● BRIEF: Quote the listing below in its entirety.

● EXERCISE INPUT:
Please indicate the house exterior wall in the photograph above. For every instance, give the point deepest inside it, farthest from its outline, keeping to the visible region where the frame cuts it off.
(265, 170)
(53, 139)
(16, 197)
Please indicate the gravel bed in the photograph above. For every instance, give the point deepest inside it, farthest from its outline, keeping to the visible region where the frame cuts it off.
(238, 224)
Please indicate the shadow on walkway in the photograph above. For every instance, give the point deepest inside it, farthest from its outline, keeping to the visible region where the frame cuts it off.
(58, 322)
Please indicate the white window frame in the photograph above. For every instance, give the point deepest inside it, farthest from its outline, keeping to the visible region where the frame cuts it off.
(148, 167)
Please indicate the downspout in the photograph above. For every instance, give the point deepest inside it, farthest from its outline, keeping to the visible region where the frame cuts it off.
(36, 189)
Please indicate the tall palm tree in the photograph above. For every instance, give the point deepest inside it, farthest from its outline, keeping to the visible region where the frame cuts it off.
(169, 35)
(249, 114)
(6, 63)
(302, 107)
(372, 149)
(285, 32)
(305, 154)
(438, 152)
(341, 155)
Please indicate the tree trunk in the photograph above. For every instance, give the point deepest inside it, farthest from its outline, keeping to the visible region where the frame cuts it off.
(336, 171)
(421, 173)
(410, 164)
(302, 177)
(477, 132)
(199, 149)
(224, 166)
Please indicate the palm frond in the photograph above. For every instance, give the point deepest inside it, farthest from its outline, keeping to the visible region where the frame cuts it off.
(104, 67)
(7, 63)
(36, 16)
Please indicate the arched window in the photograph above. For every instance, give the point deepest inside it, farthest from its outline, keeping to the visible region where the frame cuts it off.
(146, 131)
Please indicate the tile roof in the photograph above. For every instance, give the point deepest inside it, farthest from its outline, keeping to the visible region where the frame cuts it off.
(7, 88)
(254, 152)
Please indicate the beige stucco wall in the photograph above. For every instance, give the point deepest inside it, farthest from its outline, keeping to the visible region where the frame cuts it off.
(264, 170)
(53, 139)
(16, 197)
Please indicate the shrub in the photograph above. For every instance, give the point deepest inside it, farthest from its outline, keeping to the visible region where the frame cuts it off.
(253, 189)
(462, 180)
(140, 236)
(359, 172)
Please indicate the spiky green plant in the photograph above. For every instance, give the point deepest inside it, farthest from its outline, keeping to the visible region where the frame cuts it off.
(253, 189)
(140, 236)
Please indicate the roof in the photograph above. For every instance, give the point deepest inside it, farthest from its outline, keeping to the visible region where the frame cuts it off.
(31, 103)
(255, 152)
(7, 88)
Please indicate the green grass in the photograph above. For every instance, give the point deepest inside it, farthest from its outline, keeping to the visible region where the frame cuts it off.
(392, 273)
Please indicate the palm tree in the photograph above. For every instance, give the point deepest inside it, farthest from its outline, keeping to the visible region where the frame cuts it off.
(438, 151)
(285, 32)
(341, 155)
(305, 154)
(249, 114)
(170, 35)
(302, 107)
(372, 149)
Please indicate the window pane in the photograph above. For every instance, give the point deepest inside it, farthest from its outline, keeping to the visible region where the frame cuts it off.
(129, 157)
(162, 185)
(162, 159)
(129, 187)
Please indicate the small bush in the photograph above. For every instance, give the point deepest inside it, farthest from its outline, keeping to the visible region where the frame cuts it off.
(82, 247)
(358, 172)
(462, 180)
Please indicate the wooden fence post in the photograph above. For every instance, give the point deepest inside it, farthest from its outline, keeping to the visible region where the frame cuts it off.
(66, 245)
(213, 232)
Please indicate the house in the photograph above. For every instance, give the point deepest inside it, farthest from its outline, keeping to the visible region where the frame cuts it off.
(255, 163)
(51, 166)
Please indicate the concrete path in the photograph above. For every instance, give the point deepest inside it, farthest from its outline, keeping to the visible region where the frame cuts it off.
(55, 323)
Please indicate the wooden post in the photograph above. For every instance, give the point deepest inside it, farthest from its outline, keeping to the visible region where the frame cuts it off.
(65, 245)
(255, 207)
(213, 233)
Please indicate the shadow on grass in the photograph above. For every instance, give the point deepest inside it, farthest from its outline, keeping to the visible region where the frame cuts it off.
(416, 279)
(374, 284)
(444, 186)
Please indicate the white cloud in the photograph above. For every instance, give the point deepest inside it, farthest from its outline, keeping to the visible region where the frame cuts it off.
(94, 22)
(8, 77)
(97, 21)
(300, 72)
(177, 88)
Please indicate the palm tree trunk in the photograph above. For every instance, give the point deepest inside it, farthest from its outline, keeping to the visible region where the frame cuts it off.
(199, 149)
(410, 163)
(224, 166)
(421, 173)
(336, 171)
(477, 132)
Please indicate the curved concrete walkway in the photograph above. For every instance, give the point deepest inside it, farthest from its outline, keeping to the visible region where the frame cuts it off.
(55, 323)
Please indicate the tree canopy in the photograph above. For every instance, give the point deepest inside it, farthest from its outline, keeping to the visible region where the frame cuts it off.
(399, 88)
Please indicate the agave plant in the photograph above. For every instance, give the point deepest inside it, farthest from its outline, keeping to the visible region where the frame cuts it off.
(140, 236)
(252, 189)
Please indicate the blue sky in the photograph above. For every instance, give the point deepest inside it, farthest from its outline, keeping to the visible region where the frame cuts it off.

● THE RESPONSE:
Please indicate the house exterior wall in the photograph above. For every instance, give the point deepest inside it, farthest from its outline, keeping to the visible region where the frame cuts it off.
(265, 170)
(53, 139)
(16, 197)
Please indicate the gravel bed in the photograph above. For every instance, give the point deepest inside it, farthest from its outline, keeping to the visible region where the frame cuts it off.
(238, 224)
Please indicate the shadow on walkway in the photograph above. For every instance, give the point deepest inside it, farthest from its outline, keeping to the visible region where the frame cuts it off.
(58, 322)
Please indicate the white window frame in the photograph above. For every instance, give the point deepest inside it, farthest from its outline, keeping to the visible region where the frame cuts it off.
(148, 167)
Please indicate the downspout in the photograph above. For every instance, give the point deepest inside it, farthest from its outline, keeping to the visible region where the frame cuts it off.
(36, 189)
Please indicate the tall palm tree in the photograph above. For every instance, give the point deepest inside it, farthest from its outline, keeping to the visible region where the frame cuts it off.
(169, 35)
(249, 114)
(6, 63)
(302, 107)
(372, 149)
(285, 32)
(305, 154)
(438, 152)
(341, 155)
Please indicate the tree trunk in the photograph above. For every instance, give the point deepest inside it, farthest from its outline, keeping to the visible region where the frame cuts it off.
(336, 171)
(421, 173)
(410, 164)
(302, 177)
(477, 132)
(199, 149)
(224, 166)
Please indicate the palm frond in the photograph above. For every instance, give the point deepest inside it, farthest from its outline, keeping to the visible region where the frame cuts it off.
(104, 67)
(7, 63)
(36, 16)
Please indicate the arched window in the photograph above. For every instance, give the point deepest inside it, farthest from its outline, keeping to the visible region where the frame cuts it off.
(146, 131)
Please indicate the tile roof in the photograph above. For every instance, give the point deepest inside it, farthest from its outline, keeping to the visible region where the frame cuts it off.
(7, 88)
(254, 152)
Please indicate the beige stucco wall in the photograph above. For every instance, give the point deepest inside it, farthest from its outline, keeping to the visible region where the frame cuts it off.
(264, 170)
(53, 139)
(16, 197)
Please indicate the shrub in the photograph above. For every instance, give the point deepest inside it, farthest from its outline, keeping to the visible region where the frame cuts it off.
(253, 189)
(462, 180)
(140, 236)
(359, 172)
Please indicate the spiky green plant in the photograph above. For every instance, give the point deepest inside it, farthest from its outline, keeping to the visible region where the frame cuts it off.
(253, 189)
(140, 236)
Please indicate the roof in the photograph above. For every instance, give the point deepest inside it, farthest from its outline, keeping to the visible region where the frame cuts it off.
(31, 103)
(255, 152)
(7, 88)
Please indicate the green grass in the photograph above. For every instance, give the point deepest inside it, farthest from its outline, keeping to the visible region where the frame cuts it off.
(392, 273)
Please indicate the palm tree in the photograph above. For every instance, give the point deepest inside it, farthest from its outline, keeping to the visible region where the frame cuts it off.
(438, 151)
(285, 32)
(341, 155)
(305, 154)
(249, 114)
(170, 35)
(302, 107)
(372, 149)
Please indicate the window pane in the photograph above. For every instance, give the point deepest inside it, farthest from its outline, keeping to the visible region where the frame cuts it off.
(129, 157)
(162, 185)
(162, 159)
(129, 187)
Please indicate the small bush in the photograph above. For every instance, give the point deepest inside it, farthest from its outline, keeping to the visible region where the frame cuts it off.
(82, 247)
(358, 172)
(462, 180)
Please indicate the wooden fence post in the photograph above. For every instance, give the point deepest inside it, farthest from its outline, keeping to the visible region where the frame cuts it off.
(66, 245)
(213, 232)
Please indicate the house in the photograph above. For every instance, give the point deepest inside it, farthest from its outline, keeping to the visible region where the frame cuts it off.
(255, 163)
(51, 166)
Please indicate the concrete path in the photograph above. For every instance, give the point deepest inside it, farthest from its outline, keeping to the visible region where the frame cuts it off.
(55, 323)
Please indicate the wooden post in the photograph above. For every instance, give the point deepest inside it, farthest from its outline, keeping to the visible region where the frame cuts it off.
(65, 245)
(255, 207)
(213, 233)
Please indicate the shadow on grass in the photograph above. For every instance, give the point deepest inside it, farthest from its outline, keeping to the visible region where the frame cuts it off.
(416, 279)
(374, 284)
(444, 186)
Please indicate the white cloud in the photograph above. For every instance, give the point deepest inside it, farthest from its outline, keeping to the visible region where the frame cuts it off.
(94, 22)
(8, 77)
(97, 21)
(300, 72)
(177, 88)
Please indicate the palm tree trunk in the photograph above. For every instance, give the point deepest inside it, farthest from its outline, keeping to the visible region where the frame cuts it off.
(199, 149)
(410, 163)
(224, 166)
(421, 173)
(336, 171)
(477, 132)
Please indicate the curved concrete walkway in the photograph above. For every instance, give the point deepest inside it, farthest from its outline, keeping to the visible region where the frame cuts it off.
(55, 323)
Please indicate the tree canopy in the photograph above. For every instance, give the point deepest inside it, farthest from its outline, keeping to the visible region where the frame cuts it off.
(399, 88)
Please indicate the agave plant in the photograph above. For every instance, give the point deepest inside it, farthest from its outline, keeping to the visible region where the frame cuts it off.
(140, 236)
(252, 189)
Please indicate the blue sky in the photograph above. For every instance, give the point deepest inside it, farthest from its outline, keeping to the visible region where the frame cuts it off.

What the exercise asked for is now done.